[Stored entries]
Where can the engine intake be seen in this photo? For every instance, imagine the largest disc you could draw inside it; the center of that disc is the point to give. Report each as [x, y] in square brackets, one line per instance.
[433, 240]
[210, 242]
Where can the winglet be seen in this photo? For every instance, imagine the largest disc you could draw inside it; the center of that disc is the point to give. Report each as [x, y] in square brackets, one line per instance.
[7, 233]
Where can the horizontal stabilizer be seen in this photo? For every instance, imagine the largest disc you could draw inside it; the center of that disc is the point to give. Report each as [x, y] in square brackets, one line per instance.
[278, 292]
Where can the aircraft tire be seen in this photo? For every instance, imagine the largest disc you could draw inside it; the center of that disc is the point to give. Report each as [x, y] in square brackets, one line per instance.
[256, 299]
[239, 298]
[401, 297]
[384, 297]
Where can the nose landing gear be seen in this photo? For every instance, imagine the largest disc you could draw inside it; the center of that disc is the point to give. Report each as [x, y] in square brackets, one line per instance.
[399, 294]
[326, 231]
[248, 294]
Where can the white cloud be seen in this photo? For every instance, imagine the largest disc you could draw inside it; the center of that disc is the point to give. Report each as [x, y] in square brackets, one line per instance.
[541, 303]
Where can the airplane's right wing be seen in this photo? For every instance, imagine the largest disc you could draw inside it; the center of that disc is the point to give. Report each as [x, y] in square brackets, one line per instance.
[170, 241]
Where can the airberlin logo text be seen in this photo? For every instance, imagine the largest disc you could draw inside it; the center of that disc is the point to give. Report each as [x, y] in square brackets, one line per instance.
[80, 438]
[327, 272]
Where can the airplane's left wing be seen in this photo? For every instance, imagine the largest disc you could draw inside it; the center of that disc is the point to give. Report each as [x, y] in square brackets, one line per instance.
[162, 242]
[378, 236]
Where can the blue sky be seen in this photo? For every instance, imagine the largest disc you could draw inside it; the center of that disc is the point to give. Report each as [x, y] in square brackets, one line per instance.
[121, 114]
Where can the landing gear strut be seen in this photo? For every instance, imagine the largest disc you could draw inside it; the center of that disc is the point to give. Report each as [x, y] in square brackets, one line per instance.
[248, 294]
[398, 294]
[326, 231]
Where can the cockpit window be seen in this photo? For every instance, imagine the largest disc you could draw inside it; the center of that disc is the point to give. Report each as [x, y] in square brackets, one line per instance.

• What the task asks: The whole of the data is to be copied out word for word.

• Task solution:
Where can the engine intake be seen in this photo? For every instance, imagine the largest disc you could draw inside it; the center of that disc is the point to give. Report each as [x, y] in square brackets, one line per instance.
[433, 240]
[210, 242]
Where can the winglet be seen in this photo? For every instance, imagine the largest disc you could draw inside it; the center of that disc is the point to give. Report each as [x, y] in square brackets, one line per instance.
[7, 233]
Where can the horizontal stabilizer be seen in this photo? For every instance, imagine the largest disc you could draw inside it; the center of that disc is the point to give. Report each as [x, y] in square brackets, one line per instance.
[278, 292]
Where can the aircraft tire be seen in this photo? For every instance, imagine the largest disc you could draw inside it; the center of that disc is the point to give. Report each as [x, y] in square brackets, one line per instance.
[256, 299]
[239, 298]
[401, 297]
[384, 297]
Where can the nose landing gear be seen in this photo? For every instance, imagine the largest disc you could draw inside it; the center of that disc is the point to give. Report each as [x, y] in square brackets, one line per instance.
[399, 294]
[326, 231]
[248, 294]
Where can the white cloud be seen in this photo? For every instance, imagine the largest disc you could draw inside it; the center of that disc is the point to give. Report each as [x, y] in square brackets, one line per instance.
[541, 303]
Where can the airplane's right wing be seen in this photo? For every instance, imagine the largest disc you could draw inside it; the center of that disc is the point to give. Report each as [x, y] in square brackets, one line per instance.
[170, 241]
Where can the airberlin logo text be seen in this photo? For every instance, imagine the largest disc you could draw inside it; the center of that disc is the point to give. Report each as [x, y] in square brackets, one line per instance.
[80, 438]
[327, 272]
Where can the airplane's left wing be seen in this photo? For every instance, imagine the largest disc you could draw inside it; the center of that disc is the point to give. Report each as [x, y] in square brackets, one line per instance.
[162, 242]
[378, 236]
Where can the blue sky be seen in this photo? For every instance, imagine the largest disc you could draw inside it; the center of that disc is the point to give. Report each as [x, y] in square brackets, one line per instance.
[121, 114]
Where can the landing gear strut be seen in this photo? For every instance, imagine the largest disc you could draw inside it; the center of that disc is the point to give. Report each as [x, y] in square brackets, one line per instance.
[248, 294]
[398, 294]
[326, 231]
Where can the cockpit window be seen in this photo? For every instance, imagine the largest disc you could draw inside it; the center of that disc is the point to give. Report each as [x, y] in square brackets, one line per instance.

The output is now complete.